_Document passage_.
NOTE: Here are my worship notes for this upcoming Sunday, September 29th.
We started the Season of Creation a week late so are hitting "Ocean Sunday" this week. I am also preparing things early given a crazy week AND with the possibility that I will become a grandpa this week, too. We shall see...
Introduction
“More than 25% of the Earth’s
species dwell in the ocean’s depths.”
Nearly 97% of the Earth’s water and 95% of the Earth’s biosphere (the
space on Earth that nourishes life) are connected to the ocean. Sixty percent of our bodies are water. Life and land have their origins in the
ocean. “And like marine life, we
ourselves mature in the waters of our mother’s womb” on the way towards our
birth. (Seasons of the Spirit Sunday School material, Season of Creation, Wood
Lake Publishing) Our baptismal liturgy
speaks of the sacred waters of life like this:
We thank you, God, for the gift of
creation called forth by your saving Word. Before the world had shape and form,
your Spirit moved over the waters. Out
of the waters of the deep, you formed the firmament and brought forth the earth
to sustain all life. In the time of
Noah, you washed the earth with the waters of the flood and your ark of
salvation bore a new beginning. In the time of Moses, your people Israel passed
through the Red Sea waters from slavery into freedom and crossed the flowing
Jordan to enter the Promised Land. In
the fullness of time, you sent Jesus Christ who was nurtured in the water of
Mary’s womb. Jesus was baptized by John
in the water of the Jordan, became living water to a woman at the Samaritan
well, washed the feet of the disciples in water and sent them forth to baptize
all nations by water and the Holy Spirit.
· Our tradition and
our very existence is saturated in waters – and today on what we are calling
“Ocean Sunday” in the season of creation we have been asked to ponder and honor
the truth of the Lord as expressed and experienced in the ocean.
· And let me tell
you something: I am terrified of the
ocean. I love to walk beside it and feel
very much at home along the ocean shore.

_Problem set_.
a – Quote the passage of the Ocean Sunday worship notes that begins with "We started the" and ends with "We shall see...", word for word.
b – Using the Ocean Sunday worship notes, decide whether each statement agrees with them, and back each yes or no with the deciding words: (i) The notes are for Sunday, September 29th. (ii) The Season of Creation was started on time. (iii) Nearly 97% of the Earth's water is connected to the ocean.
c – Carry on writing the Ocean Sunday worship notes, starting right after their last sentence.

_Information supplied_.
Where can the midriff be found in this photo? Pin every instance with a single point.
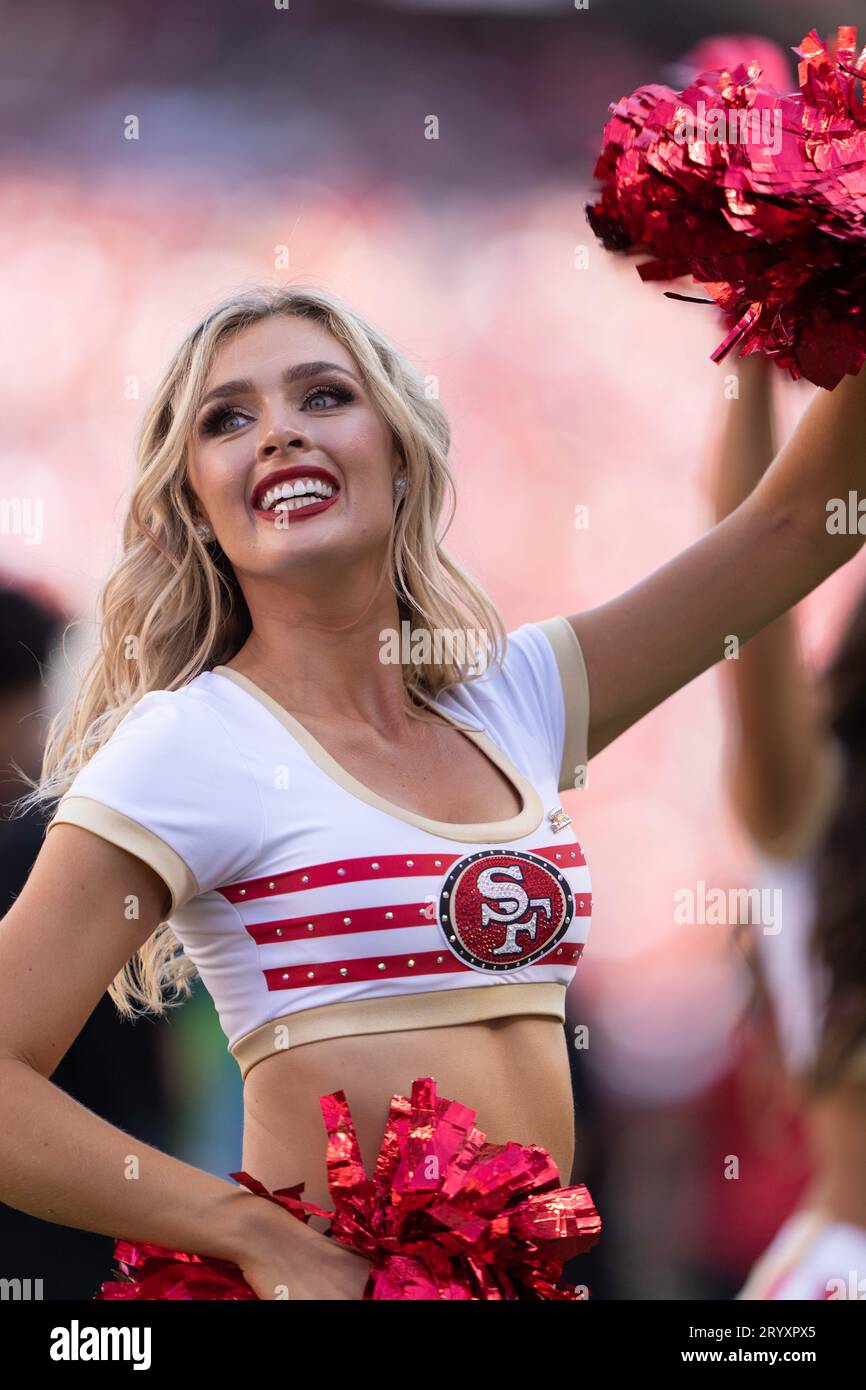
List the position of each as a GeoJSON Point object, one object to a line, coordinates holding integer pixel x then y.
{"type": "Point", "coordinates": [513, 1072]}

_Exercise answers_.
a –
We started the Season of Creation a week late so are hitting "Ocean Sunday" this week. I am also preparing things early given a crazy week AND with the possibility that I will become a grandpa this week, too. We shall see...

b –
(i) Yes: "Here are my worship notes for this upcoming Sunday, September 29th."
(ii) No: "We started the Season of Creation a week late"
(iii) Yes: "Nearly 97% of the Earth’s water and 95% of the Earth’s biosphere (the space on Earth that nourishes life) are connected to the ocean."

c –
But the thought of going more than 10 feet INTO the ocean makes my head
spin and my stomach hurt in ways I can’t begin to describe. And it is not
just because I get sea-sick (which I do in the most tragic and unpleasant
way). No, the vast power and sheer
physical enormity of the ocean unhinges me in ways are beyond
comprehension. The depth and breadth of
the ocean terrify and mystify me. The
uncontrollable and unpredictable force of a storm at sea alarms me beyond all
reason. And the whole subject of
unnerves me.
Did anyone see the movie,
“The Life of Pi?” It was beautiful – and
insightful – and a truly wonderful story – except, of course, that whole
sequence with the ship wreck. Apparently
there is a term for my fear – thalassaphobia
– from the Greek word, thalassa,
meaning sea and phobos meaning
fear. I don’t think I am totally phobic
about the ocean because I love walking on the beach and adore sea food – and I
really don’t think much about sea monsters – but let’s just say that there is
no way on God’s great green earth that you are going to get me on a boat that
does anything on the ocean but sit snuggly secured to its port, ok?
Insights
And that might be a good
place to start to go deeper into today’s focus scripture from the book of Job. Because the One Who is Holy gets just a little
salty and agitated with our man, Job, who in spite of his miserable troubles
and woes has come to think that the world really does revolve around himself.
After listening to Job’s
complaints for five chapters – as well as the less than insightful inanities of
Job’s friends – from out of the whirlwind the Lord of hosts says: Who
is this that darkens counsel by words without knowledge? Gird up your loins like a man as I
begin to question you – and I want some answers! ‘Where were you when I laid
the foundation of the earth? Tell me, if you have understanding. Who determined the measurements of
creation—surely you know! On what
were its bases sunk or who laid its cornerstone when the morning stars sang together and
all the heavenly beings shouted
for joy?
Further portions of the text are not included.